节选文字:
本文旨在探析中国古典园林造园艺术的源起和主要设计思路。从其创作精神内核、主要思想流派与著述及其互相之间的渊源与关联性进行追溯。由当代园林设计对中国古代造园艺术的传承与发展的精神基础与理论依据出发,分析当代园林设计在对中国古典造园艺术的运用上的几种基本手法,重要代表性作品及设计师、设计理念及对当代园林设计所提出的问题与思考。

 

如很多其他文化样式一般,中国并没有真正意义上的远古花园被保存下来,然而所有可见园林在本质上都延续于古老的文化传统,亦如恒古不变的自然形态,这种连续性源自于华夏民族集体的民族传统与文化意识,即全体中国人在文化取向上的通感——对自然的尊重与模仿,强调万物的互动:山水林泉的互动,外在世界与内在精神的互动,天地间一切事物的圆融与流转。

中国古典园林自有文字记载于殷商甲骨文书之上,迄今约有三千余年历史,属于周文王的“灵囿”为历史上最早的皇家园林,《连文异议》称:“有藩者称园,有墙者称囿”,说文曰:“囿,养禽兽也”,是为将自然山石草木鸟兽用围墙围起来私用之处。而最早的正式园林始自秦汉的皇家,历史上称为“上林苑”,是为皇家专属园林。司马相如在《上林赋》中如此形容:“终始灞浐、出入泾渭。沣镐涝潏,纡馀委蛇,经营乎其内。荡荡乎八川,分流相背而异态。东西南北,驰骛往来。”这是西汉时期对上林苑较为详尽的文字描述,从中可以一览上林苑修筑时所引的自然水系。而《汉书·旧仪》记载:“苑中养百兽,天子春秋射猎苑中,取兽无数。其中离宫七十所,容千骑万乘。”则阐述了上林苑用于射猎游玩的功用性。从西汉关于上林苑中记载的景观名称来看,有“远望、观象、白鹿、鱼鸟、走马、朗池”等名,又有“犬台、扶荔、葡萄、承华”等宫阙名,从中可见中国古典园林自发源始,就在审美上取法依托于自然中心思想。苑囿在春秋战国时期,大多为简单朴素的将森林草地圈禁起来归王族游猎,而在秦汉时期,开始人为的造景,开挖人工池沼,其中最有名的为“昆明池”,也应是后来颐和园“昆明湖”的名称源头,又将挖掘湖泊所出的泥土堆聚以为岛屿、山形,以“蓬莱、方丈、 瀛洲”等神话中的神山为名,自此奠定了中国古典园林用人工对自然和神话传说进行视觉化“拟态”的创作思路的基础。

练习任务:
(A) 把节选文字中的这句话译成英文:"而最早的正式园林始自秦汉的皇家,历史上称为“上林苑”,是为皇家专属园林。"
(B) 根据节选文字,历史上最早的皇家园林是哪一座?

所给材料:
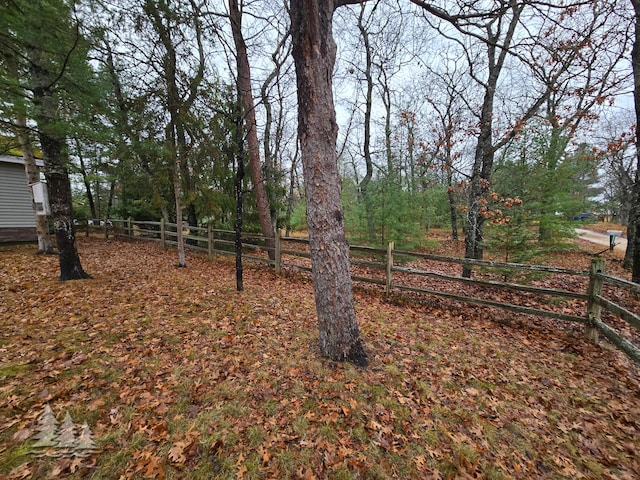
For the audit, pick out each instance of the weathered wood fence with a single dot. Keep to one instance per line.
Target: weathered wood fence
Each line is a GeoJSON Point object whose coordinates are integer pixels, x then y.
{"type": "Point", "coordinates": [394, 275]}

练习结果:
(A) The earliest formal gardens, however, began with the imperial house of the Qin and Han; historically known as the "Shanglin Park," it was a garden reserved exclusively for the imperial family.

(B) 周文王的"灵囿"。